Excerpted text —

As soon as the train hit the truck the engineer of the train, O.J. Coers threw on the emergency braking system in an attempt to stop the train. The front coupler of the train hit the truck near the driver's side door and ripped the body off the truck and threw it to the right of the train. The train continued down the tracks for another 2,500 ft before stopping with the truck's cab and chassis still wrapped around the front of the train.

Six of those killed were found north of the impact site after being thrown from the truck, another six were carried with the truck, and only four were found inside the cab. The injured from the train crash were quickly taken to St. Joseph's Hospital in Breese, Illinois by bystanders. The crash completely destroyed the truck and killed 11 children and Lowe himself. Three people were left with serious injuries and only one person survived without serious injury. The crash was the worst single disaster in Clinton County's history.

Data records —
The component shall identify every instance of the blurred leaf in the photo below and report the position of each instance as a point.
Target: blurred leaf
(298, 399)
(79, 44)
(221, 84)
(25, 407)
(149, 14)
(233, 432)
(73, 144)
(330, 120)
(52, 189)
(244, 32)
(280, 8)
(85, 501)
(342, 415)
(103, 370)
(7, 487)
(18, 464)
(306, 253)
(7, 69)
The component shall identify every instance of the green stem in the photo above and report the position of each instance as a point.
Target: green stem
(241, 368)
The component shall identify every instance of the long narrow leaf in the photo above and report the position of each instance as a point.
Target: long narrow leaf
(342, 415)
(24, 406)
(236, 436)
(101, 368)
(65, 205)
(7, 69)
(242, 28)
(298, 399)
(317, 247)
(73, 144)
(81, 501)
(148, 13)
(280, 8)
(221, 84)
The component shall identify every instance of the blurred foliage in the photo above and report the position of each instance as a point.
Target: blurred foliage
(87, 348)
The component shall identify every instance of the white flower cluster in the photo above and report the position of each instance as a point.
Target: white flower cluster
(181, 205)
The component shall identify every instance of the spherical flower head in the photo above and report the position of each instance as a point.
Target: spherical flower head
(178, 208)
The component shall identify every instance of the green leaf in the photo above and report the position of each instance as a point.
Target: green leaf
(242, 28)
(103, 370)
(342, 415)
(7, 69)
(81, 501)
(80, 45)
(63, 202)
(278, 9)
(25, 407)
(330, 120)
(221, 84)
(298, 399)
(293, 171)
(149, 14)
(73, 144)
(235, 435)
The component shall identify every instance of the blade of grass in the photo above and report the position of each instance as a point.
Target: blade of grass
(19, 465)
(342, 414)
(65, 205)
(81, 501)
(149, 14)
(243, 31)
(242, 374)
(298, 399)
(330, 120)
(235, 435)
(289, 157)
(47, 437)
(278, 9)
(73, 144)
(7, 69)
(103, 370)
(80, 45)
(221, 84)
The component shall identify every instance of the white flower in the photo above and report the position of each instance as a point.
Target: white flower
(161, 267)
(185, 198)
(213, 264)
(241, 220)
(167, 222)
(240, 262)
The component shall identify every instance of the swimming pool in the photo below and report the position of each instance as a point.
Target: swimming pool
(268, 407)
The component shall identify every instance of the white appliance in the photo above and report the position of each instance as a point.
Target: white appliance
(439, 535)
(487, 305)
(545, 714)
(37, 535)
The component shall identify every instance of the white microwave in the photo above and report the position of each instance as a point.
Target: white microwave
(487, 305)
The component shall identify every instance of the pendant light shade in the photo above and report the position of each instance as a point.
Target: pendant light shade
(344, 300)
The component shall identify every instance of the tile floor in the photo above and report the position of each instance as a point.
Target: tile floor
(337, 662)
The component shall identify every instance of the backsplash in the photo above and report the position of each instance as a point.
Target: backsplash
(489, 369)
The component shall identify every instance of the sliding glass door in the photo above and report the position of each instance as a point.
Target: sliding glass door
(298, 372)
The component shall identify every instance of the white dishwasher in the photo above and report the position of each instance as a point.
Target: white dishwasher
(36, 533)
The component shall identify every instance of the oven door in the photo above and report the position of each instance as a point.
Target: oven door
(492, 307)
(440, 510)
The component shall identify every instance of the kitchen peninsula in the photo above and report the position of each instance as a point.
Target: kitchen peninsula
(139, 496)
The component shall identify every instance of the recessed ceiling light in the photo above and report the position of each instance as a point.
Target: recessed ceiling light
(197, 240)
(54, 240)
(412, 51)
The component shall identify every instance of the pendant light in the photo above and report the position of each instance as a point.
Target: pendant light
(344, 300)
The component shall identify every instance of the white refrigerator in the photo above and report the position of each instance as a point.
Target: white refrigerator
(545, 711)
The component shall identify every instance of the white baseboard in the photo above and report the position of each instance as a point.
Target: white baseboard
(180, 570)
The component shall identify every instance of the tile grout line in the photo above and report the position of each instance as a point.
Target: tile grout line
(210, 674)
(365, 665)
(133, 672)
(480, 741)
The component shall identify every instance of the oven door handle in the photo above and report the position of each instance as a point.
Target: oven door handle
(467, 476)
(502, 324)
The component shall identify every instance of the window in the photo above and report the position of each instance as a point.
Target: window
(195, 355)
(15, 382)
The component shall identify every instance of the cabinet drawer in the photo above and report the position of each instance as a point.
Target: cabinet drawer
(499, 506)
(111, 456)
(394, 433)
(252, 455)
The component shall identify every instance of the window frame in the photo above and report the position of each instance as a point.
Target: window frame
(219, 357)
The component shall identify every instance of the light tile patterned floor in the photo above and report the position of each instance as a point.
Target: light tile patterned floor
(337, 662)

---

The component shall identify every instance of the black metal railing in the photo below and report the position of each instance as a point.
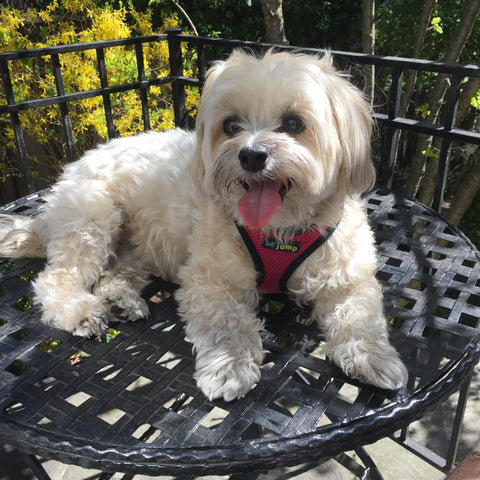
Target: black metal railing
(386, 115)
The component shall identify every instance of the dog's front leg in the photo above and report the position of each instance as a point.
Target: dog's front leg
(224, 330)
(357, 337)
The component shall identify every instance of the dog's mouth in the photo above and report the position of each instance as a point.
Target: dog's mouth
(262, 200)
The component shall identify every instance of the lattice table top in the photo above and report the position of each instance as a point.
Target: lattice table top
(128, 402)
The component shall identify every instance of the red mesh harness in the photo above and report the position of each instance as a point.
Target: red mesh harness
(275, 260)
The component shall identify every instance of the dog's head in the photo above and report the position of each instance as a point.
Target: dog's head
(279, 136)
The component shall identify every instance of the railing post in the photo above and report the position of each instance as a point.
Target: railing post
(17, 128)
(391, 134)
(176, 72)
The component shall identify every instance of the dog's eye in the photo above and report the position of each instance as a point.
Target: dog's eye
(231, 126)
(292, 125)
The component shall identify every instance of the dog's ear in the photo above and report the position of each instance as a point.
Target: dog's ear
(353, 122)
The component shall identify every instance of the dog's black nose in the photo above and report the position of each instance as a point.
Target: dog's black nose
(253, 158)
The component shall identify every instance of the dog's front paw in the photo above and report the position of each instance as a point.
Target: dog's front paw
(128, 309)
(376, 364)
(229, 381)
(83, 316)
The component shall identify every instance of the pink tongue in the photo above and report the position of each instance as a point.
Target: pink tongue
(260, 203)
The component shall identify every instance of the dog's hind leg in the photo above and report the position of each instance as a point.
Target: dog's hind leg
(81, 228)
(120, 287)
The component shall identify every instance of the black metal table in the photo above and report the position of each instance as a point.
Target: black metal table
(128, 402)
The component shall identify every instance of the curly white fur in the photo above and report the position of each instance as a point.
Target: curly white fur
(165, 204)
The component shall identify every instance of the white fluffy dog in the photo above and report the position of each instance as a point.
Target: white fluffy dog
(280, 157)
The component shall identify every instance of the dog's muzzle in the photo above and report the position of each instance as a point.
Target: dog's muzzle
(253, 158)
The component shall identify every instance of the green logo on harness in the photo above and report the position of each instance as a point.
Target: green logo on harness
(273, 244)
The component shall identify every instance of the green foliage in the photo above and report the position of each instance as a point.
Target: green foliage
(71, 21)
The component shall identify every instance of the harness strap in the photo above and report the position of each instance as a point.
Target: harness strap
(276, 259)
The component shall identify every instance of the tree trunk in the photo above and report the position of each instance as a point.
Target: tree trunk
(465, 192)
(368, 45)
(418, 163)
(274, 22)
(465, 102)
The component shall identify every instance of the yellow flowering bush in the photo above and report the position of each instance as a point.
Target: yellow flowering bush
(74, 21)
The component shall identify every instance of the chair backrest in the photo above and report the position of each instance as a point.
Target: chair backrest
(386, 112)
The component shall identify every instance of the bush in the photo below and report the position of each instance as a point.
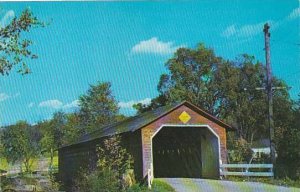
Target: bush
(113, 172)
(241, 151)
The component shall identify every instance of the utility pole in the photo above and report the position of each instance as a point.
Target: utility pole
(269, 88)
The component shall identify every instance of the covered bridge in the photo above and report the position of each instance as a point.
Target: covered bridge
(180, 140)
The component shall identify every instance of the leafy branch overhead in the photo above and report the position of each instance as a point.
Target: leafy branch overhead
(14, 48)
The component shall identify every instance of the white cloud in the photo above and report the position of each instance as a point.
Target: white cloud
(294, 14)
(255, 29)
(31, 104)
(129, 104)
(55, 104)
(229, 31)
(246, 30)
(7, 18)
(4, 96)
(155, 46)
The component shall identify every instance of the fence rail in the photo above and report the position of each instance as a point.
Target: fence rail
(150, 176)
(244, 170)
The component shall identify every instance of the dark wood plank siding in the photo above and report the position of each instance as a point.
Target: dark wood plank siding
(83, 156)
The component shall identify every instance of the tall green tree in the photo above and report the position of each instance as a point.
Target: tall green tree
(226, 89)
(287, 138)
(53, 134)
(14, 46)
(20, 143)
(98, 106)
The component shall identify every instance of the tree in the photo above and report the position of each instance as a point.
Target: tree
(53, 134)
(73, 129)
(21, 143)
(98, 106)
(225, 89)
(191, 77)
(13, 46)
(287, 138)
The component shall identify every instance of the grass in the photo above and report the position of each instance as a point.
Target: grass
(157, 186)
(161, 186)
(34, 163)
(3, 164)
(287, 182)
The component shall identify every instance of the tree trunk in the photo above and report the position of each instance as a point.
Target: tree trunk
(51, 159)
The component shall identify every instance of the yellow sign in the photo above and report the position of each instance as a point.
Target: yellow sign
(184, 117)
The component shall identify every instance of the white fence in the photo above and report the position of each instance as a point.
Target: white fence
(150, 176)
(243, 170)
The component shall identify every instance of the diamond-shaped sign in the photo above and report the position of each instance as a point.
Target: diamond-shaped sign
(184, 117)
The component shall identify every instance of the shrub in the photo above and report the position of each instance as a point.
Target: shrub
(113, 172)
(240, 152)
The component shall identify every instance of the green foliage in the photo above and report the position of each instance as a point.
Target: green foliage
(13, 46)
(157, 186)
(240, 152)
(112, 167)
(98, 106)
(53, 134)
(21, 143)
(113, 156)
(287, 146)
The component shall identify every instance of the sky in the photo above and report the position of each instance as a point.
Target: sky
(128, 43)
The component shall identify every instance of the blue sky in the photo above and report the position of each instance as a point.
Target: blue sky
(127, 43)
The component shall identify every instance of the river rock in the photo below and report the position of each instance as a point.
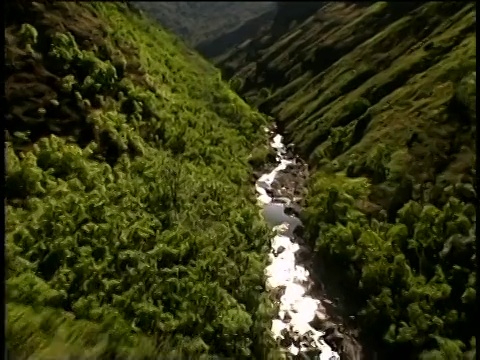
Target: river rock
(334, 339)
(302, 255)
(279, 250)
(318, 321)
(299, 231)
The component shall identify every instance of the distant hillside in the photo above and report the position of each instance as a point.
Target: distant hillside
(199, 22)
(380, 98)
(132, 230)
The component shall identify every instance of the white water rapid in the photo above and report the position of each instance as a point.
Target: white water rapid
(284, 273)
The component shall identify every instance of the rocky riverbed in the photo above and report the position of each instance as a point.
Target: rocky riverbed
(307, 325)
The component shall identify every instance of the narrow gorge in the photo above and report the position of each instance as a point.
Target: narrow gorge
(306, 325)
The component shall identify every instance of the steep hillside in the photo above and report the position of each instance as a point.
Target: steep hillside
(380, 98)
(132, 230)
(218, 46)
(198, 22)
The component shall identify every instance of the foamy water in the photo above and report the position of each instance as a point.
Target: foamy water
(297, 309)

...

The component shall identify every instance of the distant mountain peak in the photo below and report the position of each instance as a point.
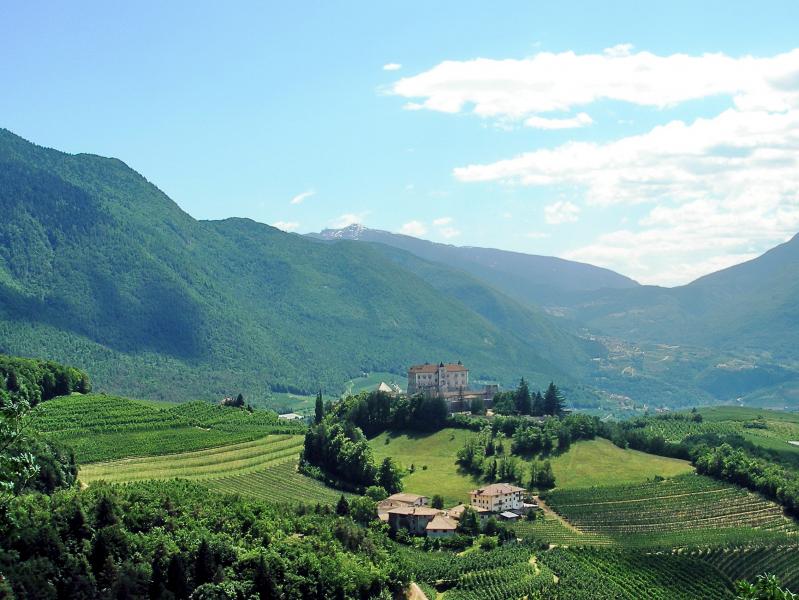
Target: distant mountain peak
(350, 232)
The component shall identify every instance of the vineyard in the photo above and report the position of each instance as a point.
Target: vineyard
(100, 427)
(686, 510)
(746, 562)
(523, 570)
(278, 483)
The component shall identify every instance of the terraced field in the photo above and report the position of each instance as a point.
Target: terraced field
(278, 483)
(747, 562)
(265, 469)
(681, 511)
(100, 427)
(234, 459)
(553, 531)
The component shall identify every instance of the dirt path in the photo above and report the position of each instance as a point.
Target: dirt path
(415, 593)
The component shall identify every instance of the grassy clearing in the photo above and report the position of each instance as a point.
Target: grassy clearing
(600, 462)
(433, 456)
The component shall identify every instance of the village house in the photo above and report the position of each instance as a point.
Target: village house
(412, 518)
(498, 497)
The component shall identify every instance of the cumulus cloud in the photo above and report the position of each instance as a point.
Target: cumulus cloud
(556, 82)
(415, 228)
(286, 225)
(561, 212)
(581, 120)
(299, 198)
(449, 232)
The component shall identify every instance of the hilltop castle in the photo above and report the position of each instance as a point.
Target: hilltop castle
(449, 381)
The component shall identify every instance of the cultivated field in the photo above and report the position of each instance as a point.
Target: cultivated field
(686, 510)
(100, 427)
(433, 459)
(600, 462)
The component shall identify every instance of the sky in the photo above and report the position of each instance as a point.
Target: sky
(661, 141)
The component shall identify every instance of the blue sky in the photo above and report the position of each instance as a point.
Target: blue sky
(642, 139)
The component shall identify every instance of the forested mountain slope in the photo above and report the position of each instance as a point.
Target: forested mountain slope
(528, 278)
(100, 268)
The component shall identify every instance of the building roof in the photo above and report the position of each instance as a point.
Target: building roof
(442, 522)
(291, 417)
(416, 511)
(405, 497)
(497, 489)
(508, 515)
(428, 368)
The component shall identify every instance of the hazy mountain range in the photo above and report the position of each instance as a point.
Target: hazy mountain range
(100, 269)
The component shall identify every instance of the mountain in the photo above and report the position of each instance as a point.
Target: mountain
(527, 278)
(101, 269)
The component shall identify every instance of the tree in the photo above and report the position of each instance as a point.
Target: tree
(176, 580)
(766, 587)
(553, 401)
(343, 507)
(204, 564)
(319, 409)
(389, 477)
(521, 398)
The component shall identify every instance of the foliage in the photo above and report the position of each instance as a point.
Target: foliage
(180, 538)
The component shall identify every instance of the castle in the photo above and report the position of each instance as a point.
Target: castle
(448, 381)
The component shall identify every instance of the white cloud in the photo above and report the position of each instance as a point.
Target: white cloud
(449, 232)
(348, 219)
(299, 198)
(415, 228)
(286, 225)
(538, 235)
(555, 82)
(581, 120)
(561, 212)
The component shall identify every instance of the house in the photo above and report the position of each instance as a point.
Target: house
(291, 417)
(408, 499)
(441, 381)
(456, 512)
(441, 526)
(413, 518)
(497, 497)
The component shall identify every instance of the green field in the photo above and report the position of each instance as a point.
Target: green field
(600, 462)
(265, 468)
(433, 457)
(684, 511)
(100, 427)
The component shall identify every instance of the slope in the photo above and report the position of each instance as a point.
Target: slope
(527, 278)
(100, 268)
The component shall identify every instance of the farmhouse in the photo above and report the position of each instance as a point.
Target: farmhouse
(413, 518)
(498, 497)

What is needed —
According to the train crash excerpt, how far did the train continue down the tracks before stopping? Please answer in a few words.

Result of the exercise —
Another 2,500 ft.